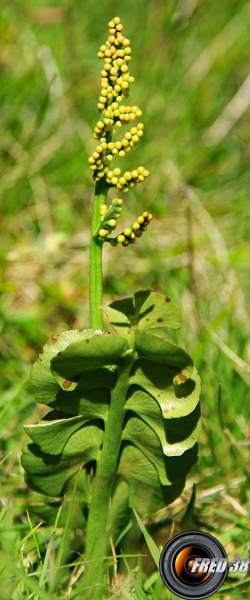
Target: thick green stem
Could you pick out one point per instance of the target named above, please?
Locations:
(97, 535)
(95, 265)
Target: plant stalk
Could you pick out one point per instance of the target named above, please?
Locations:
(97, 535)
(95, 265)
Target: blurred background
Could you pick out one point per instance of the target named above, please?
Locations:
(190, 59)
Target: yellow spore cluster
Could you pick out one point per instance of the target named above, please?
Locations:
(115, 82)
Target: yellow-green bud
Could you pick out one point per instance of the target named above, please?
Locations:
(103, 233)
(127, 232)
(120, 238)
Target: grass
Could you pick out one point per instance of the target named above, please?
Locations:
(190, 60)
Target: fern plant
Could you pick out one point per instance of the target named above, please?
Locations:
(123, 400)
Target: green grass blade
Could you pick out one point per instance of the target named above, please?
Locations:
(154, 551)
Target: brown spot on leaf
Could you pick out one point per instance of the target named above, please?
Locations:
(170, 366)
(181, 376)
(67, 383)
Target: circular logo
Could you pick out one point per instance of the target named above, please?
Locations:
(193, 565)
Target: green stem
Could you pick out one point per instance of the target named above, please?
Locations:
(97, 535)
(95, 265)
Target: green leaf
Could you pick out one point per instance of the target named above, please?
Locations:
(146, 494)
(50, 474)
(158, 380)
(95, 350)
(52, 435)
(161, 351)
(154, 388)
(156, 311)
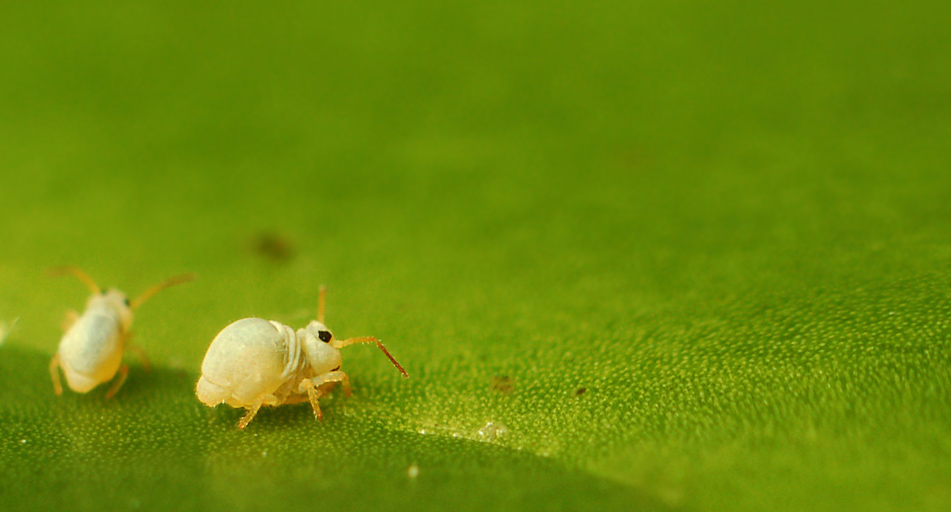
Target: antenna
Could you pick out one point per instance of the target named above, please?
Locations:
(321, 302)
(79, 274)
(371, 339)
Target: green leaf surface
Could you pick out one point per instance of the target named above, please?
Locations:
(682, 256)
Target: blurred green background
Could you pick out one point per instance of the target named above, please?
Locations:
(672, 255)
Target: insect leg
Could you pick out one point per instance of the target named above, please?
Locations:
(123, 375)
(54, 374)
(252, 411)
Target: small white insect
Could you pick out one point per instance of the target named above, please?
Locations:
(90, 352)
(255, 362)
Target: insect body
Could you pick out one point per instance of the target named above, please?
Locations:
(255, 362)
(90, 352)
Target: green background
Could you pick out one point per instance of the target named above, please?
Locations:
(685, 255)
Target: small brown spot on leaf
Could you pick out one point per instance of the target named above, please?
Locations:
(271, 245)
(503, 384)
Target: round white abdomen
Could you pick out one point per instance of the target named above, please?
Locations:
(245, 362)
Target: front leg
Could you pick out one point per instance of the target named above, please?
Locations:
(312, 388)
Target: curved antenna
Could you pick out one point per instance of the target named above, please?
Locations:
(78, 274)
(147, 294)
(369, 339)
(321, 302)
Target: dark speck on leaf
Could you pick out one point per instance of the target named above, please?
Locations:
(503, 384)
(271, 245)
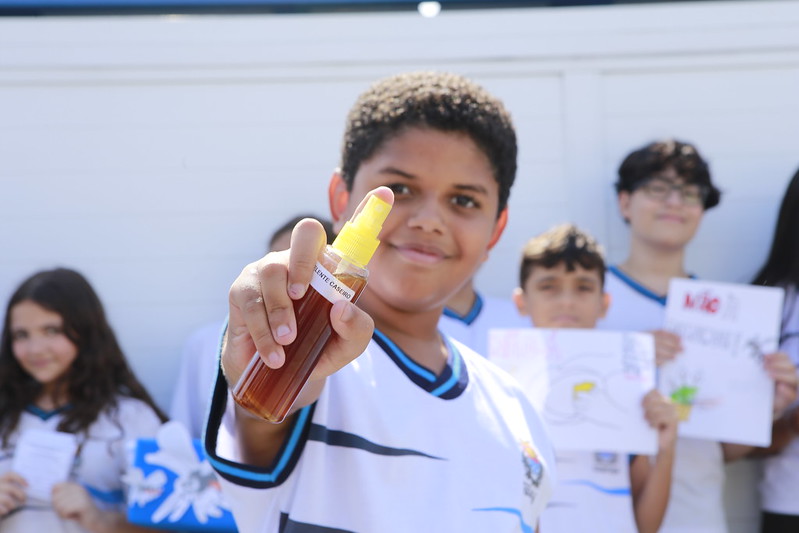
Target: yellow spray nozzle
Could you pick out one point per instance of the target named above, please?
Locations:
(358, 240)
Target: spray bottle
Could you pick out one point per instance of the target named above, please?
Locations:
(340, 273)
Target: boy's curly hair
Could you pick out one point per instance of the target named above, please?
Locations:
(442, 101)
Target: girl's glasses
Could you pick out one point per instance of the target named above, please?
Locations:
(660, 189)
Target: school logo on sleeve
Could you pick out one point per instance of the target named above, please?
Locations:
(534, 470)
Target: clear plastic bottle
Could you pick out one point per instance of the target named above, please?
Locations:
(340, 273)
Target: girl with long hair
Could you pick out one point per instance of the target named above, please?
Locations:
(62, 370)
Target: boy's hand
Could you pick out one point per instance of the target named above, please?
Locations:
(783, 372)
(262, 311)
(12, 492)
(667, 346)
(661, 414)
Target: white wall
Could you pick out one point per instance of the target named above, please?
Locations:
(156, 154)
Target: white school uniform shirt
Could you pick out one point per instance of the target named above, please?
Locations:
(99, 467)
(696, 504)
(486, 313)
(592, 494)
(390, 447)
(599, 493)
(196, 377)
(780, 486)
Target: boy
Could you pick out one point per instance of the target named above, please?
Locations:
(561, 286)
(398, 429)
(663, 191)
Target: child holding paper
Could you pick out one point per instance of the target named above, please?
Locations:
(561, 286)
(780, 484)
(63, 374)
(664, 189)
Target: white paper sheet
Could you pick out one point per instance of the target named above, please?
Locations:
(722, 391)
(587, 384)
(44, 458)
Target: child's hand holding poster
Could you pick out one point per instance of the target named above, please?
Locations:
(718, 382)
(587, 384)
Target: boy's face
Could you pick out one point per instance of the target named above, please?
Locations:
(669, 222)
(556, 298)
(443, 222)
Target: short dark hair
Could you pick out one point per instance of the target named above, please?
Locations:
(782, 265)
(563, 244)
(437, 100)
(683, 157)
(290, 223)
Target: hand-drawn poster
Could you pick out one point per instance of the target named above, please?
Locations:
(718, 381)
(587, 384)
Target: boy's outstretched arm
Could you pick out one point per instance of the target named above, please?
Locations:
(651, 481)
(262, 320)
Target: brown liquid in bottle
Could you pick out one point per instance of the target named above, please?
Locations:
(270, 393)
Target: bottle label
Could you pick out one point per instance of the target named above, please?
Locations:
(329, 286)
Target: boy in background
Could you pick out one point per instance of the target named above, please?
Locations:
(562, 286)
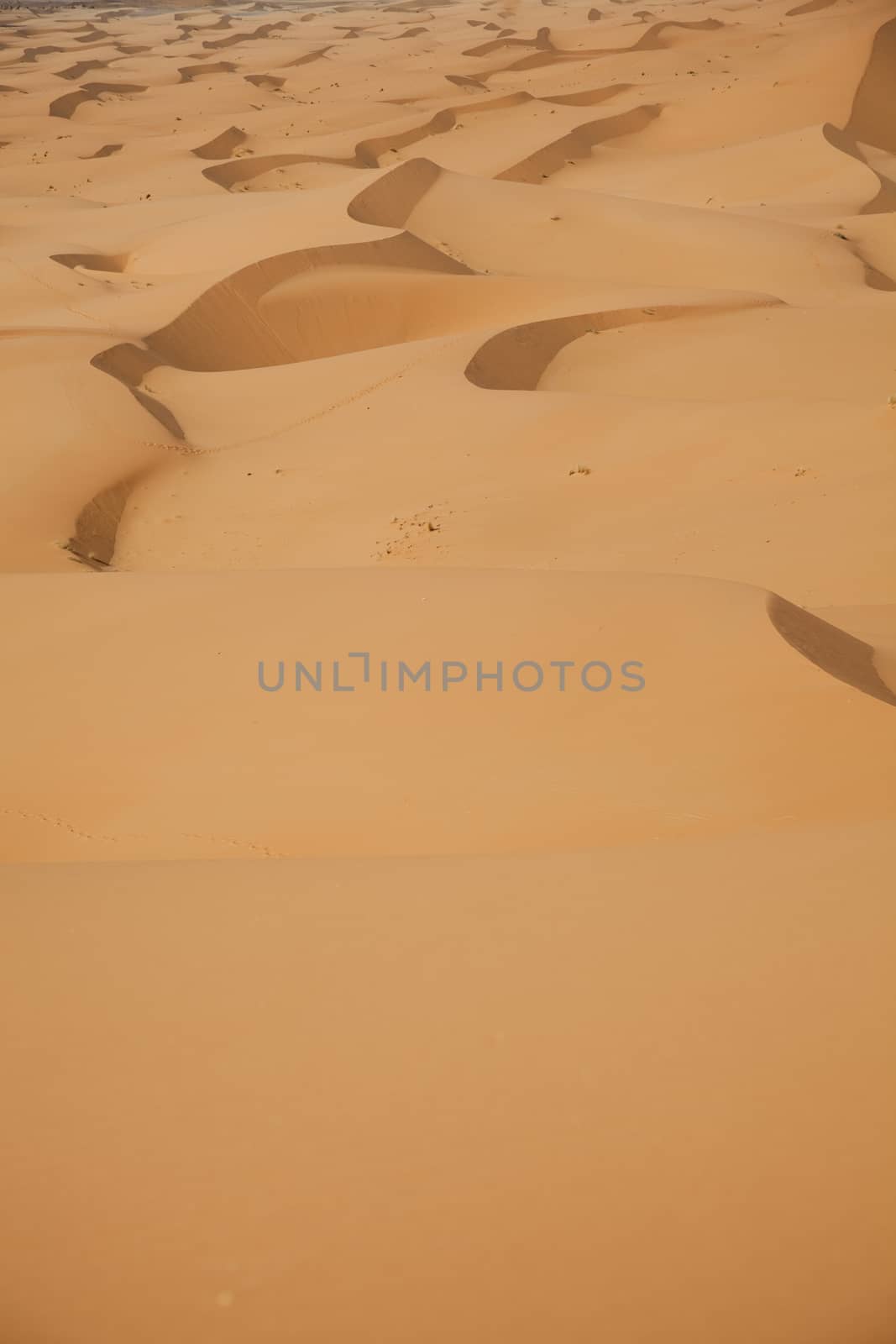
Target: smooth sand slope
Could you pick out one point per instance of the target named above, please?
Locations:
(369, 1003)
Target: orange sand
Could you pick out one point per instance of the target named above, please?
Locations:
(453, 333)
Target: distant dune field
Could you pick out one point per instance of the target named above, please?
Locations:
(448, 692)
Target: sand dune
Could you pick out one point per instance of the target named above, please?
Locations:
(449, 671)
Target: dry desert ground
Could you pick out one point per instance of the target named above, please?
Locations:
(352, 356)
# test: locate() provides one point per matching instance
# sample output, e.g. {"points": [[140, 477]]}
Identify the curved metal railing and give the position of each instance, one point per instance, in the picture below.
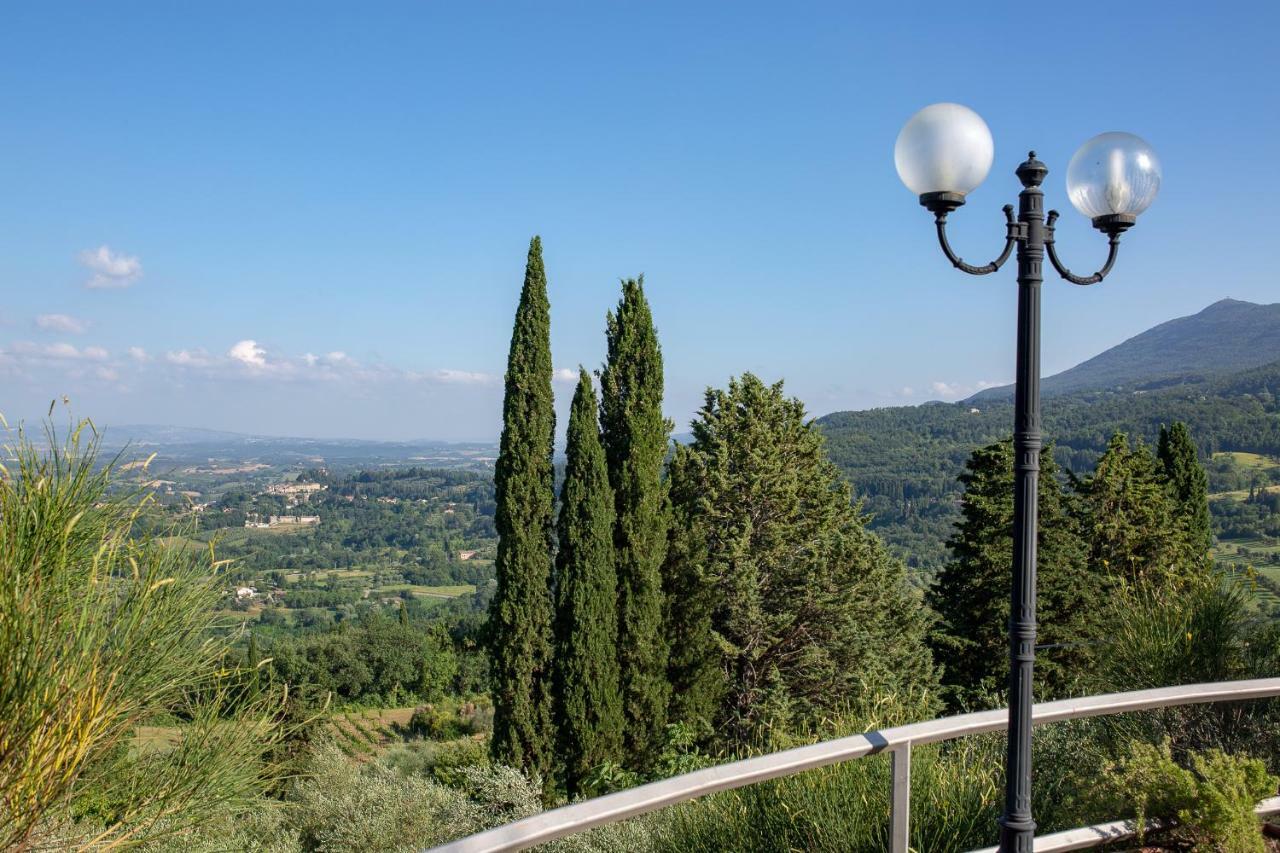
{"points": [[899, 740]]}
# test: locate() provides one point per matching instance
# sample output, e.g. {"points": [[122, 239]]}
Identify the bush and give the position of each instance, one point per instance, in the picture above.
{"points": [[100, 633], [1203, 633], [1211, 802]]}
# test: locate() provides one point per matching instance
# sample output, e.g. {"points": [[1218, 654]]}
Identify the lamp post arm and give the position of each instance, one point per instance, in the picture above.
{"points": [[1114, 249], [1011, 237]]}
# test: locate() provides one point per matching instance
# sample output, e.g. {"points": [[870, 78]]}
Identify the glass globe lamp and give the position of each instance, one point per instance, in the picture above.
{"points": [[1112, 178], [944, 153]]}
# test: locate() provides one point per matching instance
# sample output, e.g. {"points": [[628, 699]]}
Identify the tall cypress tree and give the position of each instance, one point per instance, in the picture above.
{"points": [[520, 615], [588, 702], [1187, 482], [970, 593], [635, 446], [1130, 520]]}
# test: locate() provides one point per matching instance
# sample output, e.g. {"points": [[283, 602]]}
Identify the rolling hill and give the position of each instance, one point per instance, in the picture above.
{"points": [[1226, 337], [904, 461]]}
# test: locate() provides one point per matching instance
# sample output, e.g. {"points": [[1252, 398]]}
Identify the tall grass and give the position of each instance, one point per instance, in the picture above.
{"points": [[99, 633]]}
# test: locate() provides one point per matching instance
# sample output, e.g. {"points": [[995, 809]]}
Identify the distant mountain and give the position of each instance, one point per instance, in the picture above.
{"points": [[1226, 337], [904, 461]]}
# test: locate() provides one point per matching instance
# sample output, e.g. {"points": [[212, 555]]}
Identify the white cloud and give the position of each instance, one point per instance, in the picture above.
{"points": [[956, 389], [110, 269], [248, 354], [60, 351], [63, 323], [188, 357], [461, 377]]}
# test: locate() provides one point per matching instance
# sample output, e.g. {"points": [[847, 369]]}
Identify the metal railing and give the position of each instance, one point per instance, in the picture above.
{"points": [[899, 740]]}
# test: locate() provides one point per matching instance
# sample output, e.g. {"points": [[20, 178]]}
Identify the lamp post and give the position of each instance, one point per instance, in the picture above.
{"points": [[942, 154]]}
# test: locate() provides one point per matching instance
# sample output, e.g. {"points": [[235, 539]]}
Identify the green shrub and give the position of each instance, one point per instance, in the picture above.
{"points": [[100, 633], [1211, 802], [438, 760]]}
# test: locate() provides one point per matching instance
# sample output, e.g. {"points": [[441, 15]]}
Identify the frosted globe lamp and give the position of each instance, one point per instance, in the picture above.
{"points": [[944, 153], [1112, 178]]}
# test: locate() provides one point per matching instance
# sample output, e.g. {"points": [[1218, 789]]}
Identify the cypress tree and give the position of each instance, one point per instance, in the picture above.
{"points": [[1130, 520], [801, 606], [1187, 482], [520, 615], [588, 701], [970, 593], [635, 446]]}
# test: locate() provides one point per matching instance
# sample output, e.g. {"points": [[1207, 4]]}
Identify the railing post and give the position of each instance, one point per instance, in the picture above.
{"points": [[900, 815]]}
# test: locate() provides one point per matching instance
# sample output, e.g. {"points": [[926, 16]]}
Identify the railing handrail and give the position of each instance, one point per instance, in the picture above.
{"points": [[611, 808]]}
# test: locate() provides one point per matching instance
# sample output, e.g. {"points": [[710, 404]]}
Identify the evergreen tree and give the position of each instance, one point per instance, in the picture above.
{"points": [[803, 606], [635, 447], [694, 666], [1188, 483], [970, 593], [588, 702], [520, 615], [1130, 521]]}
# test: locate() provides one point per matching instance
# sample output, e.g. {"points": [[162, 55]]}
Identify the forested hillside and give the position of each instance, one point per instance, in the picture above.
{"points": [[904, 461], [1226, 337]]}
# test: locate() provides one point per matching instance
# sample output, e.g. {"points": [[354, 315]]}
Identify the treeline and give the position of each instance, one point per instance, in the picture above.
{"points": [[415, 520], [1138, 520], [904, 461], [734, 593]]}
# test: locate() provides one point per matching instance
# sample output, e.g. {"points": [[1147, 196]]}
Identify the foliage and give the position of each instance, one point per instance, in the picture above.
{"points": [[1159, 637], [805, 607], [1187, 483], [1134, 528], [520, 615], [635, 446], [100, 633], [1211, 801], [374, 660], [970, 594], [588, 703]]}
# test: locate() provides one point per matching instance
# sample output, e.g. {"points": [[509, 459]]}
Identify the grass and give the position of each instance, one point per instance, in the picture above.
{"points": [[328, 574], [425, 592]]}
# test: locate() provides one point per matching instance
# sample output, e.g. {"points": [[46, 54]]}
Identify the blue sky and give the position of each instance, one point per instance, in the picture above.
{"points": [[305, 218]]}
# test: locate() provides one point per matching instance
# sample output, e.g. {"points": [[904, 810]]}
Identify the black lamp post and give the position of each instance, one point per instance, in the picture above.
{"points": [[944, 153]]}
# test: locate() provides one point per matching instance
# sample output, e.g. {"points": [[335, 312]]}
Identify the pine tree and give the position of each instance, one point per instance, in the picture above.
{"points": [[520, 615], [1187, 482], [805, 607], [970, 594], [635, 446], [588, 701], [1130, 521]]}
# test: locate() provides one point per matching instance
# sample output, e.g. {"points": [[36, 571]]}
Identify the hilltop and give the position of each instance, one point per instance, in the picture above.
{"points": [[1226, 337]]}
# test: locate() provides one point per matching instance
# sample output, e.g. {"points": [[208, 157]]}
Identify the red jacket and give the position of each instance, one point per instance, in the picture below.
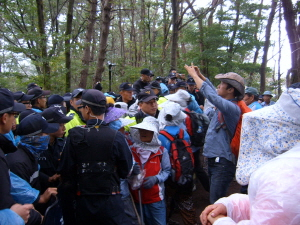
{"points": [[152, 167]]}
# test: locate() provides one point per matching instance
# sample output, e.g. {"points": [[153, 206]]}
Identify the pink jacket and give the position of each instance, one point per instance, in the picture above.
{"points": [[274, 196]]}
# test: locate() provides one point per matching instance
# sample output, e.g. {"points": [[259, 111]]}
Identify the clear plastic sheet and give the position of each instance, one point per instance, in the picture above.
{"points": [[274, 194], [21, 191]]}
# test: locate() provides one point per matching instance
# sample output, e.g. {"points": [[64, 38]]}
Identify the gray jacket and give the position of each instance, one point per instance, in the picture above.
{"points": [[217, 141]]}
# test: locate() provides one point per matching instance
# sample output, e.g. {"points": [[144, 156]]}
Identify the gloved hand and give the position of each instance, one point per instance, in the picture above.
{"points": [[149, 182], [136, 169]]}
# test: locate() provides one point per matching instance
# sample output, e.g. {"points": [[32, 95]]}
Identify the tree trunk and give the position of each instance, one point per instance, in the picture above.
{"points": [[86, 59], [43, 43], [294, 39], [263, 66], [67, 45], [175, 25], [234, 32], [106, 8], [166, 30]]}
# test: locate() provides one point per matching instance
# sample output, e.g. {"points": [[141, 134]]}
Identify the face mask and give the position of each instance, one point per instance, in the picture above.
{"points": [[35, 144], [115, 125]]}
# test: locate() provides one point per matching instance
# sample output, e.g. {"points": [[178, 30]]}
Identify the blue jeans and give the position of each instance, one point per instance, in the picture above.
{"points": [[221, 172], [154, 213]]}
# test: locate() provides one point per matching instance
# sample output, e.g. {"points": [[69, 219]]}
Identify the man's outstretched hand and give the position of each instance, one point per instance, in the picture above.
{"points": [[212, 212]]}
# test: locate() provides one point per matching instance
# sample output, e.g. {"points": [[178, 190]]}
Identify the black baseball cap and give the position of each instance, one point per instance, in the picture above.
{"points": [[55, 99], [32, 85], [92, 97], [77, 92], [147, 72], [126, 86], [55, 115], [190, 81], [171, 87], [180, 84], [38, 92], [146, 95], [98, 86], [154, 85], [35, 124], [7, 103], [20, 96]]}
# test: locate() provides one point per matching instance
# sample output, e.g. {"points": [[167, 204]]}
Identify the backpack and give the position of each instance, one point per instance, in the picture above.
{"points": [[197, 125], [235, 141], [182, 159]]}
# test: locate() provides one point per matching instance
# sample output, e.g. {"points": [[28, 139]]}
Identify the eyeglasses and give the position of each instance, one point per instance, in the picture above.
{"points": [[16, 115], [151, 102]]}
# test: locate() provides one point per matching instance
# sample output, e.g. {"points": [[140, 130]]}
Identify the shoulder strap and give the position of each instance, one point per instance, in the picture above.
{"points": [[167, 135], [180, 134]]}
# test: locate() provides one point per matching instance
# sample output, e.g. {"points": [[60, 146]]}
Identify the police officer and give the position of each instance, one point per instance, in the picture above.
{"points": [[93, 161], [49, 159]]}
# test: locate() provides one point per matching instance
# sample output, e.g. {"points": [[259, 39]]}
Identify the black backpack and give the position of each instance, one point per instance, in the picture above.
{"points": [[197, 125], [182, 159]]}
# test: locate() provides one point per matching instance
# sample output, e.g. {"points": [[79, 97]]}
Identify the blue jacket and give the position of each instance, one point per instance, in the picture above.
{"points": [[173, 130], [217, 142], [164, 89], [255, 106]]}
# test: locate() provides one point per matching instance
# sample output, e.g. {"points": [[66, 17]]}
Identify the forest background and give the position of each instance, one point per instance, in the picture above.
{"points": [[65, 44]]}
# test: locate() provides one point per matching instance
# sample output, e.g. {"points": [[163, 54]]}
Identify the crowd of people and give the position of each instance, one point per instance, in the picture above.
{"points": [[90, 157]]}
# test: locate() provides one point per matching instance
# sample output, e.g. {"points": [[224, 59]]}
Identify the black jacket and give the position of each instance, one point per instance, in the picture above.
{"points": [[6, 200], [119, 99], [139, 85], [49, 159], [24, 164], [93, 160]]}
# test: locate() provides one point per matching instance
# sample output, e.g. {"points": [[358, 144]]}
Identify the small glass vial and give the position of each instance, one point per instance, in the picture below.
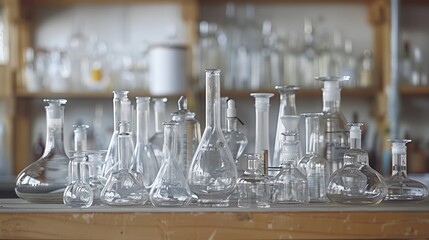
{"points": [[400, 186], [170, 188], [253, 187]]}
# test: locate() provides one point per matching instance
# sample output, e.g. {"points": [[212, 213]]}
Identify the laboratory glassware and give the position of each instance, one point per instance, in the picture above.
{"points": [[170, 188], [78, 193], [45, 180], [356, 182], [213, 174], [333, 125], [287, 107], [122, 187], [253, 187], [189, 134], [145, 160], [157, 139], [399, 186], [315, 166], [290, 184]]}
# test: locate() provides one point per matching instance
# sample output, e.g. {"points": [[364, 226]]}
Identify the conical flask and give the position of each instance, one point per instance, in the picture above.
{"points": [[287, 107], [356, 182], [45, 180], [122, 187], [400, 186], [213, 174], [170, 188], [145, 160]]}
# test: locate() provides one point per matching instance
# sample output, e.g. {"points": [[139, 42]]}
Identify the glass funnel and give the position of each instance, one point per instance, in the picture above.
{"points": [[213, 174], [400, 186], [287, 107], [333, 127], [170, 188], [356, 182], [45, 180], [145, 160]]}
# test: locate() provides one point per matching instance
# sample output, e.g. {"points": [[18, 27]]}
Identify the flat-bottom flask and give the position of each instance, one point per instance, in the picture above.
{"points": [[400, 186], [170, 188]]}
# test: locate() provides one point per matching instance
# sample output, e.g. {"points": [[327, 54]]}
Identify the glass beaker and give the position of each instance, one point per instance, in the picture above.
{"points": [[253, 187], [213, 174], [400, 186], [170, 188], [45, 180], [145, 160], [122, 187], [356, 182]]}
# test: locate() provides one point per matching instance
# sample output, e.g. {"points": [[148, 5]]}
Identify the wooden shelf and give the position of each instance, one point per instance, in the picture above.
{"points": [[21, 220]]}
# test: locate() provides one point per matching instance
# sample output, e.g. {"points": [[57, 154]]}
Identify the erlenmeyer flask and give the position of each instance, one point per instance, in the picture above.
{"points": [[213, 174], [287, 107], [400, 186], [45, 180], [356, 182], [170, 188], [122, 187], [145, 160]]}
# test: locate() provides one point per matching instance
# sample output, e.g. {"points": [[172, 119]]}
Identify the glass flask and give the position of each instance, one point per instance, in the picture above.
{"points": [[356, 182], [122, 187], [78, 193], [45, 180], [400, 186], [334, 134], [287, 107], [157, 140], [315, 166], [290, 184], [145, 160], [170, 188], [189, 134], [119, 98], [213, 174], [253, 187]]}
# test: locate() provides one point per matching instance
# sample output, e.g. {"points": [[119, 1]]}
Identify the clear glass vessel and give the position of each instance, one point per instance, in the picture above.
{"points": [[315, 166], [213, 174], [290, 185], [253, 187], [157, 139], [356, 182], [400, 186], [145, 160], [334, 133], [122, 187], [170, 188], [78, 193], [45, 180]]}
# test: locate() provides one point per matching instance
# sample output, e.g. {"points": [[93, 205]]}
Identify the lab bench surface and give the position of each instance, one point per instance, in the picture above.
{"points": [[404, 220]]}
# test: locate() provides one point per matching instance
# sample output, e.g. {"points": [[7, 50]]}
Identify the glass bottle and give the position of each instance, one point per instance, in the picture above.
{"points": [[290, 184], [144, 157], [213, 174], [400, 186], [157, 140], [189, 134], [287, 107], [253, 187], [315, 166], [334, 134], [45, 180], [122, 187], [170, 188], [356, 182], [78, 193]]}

#### [EXERCISE BRIEF]
Pull out each line from the rows above that contains the string "antenna". Case counts.

#### [WRITTEN RESPONSE]
Target: antenna
Target: curved antenna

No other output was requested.